:: PASSAGE PROVIDED
There were 7929 respondents. The analysis sample for this article consisted of 6935 women from the 50 United States who identified themselves as lesbians on the basis of their response to the first item of the survey, "How do you describe your sexuality," with the following response options: (1) homosexual, gay, or lesbian; (2) bisexual; (3) heterosexual or straight; and (4) not sure... Of the respondents, 77.3% reported ever having had a male sexual partner, 70.5% had engaged in vaginal intercourse at least once, and 17.2% had engaged in anal intercourse at least once (Table 2). Among women who had engaged in vaginal intercourse, the mean age at first intercourse was 18 years, and the mean age at last intercourse was 25 years. Our data showed that 5.7% of respondents reported having had 1 or more male sexual contacts within the preceding year. Respondents in this study also reported a history of ever having participated in the following sexual activities with men: kissing (94.5%), mutual masturbation (64.0%), fellatio (62.0%), and cunnilingus (62.3%).

In 1999, not just a significant proportion but in fact the overwhelming majority of American women who identify themselves as "lesbian" have had sexual experiences with at least one male partner. If we scale that up to the Gallup poll estimates from 2023, of the roughly 3 million lesbians in the US, 2.31 million have had at least one male sexual partner. "Gold star" lesbians are a minority.

(I would expect that a more recent study along the same lines would find that the proportion of self-identified female lesbians who've had at least one male sexual partner has shrunk in the intervening 25 years - not because of any cultural shift in the lesbian community, but as part of the secular trend towards sexlessness which affects hetero-, homo- and bi-sexual people alike.)

Interestingly, this study was published in an effort to raise awareness among healthcare providers that just because a woman describes herself as a lesbian, doesn't mean that the healthcare provider can safely assume that she hasn't contracted an STD from penetrative sex. This seems closely related to our current discussion.
::::
:: INFORMATION
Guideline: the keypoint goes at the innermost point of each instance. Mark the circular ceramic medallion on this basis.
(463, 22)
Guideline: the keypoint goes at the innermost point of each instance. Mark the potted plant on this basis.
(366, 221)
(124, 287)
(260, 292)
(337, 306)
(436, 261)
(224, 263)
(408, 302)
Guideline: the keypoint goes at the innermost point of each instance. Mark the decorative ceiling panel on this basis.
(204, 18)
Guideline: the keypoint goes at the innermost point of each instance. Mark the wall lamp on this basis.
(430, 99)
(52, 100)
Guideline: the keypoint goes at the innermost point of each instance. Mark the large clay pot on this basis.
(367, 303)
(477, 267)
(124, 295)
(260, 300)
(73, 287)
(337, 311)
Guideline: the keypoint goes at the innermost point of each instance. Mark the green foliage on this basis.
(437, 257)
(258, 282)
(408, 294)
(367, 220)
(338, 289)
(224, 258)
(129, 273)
::::
:: INFORMATION
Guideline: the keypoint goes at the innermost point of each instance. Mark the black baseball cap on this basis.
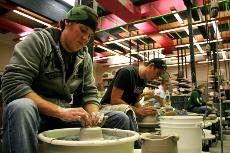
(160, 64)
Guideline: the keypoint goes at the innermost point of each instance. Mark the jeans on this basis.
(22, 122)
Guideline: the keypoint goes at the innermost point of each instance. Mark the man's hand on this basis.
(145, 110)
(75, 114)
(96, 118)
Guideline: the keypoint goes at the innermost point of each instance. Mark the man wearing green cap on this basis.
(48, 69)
::::
:: INFORMATION
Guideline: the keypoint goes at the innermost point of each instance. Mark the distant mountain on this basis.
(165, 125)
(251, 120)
::::
QUESTIONS TO ANSWER:
1) In the survey passage about self-identified lesbians' sexual histories with men, what percentage of respondents reported having engaged in anal intercourse at least once?
2) Continue the passage about self-identified lesbians' sexual histories with men from where it stops.

TASK-BY-TASK RESULTS:
1) 17.2%

2)
  • "many female people who describe themselves as lesbians are currently in a romantic or sexual relationship with a male person (who may or may not also describe himself as female)" - see the previous point, 5.7% of women who identified themselves as lesbian have had at least one male sexual contact in the past year, which is close enough to "current" for my purposes. Based on the Gallup poll estimates, this means that of the roughly 3 million lesbians in the US, 171,000 have had a male sexual partner in the last year.

Again, not an isolated demand for rigour. Almost three-quarters of women who describe themselves as lesbians have had at least one male sexual/romantic partner. This has obvious implications when surveying lesbians about whether they've been abused by a current or former romantic partner - you cannot simply assume that all of their current or former romantic partners are female. Indeed, when conducting a survey of this type you should assume that at least one of the person's former partners was male.

Well for starters I'd like to point out that I'm not "dismissing" this survey (certainly not "preemptively" dismissing it: I read a significant chunk of it). I'm pointing out limitations, both in how this specific survey is designed and the general concept of a survey as a tool for investigating epidemiological questions of this type. I'll do some digging and try to find estimates for what proportion of lesbians have had at least one male romantic partner etc. To reiterate, at least one finding in the study (relative rates of reported nonconsensual sexual penetration among lesbians, bisexual women and straight women) is essentially impossible to reconcile with my alternative hypothesis and far more consistent with your reading - does that sound like something I would say if I was "dismissing" this study and its relevance to the debate?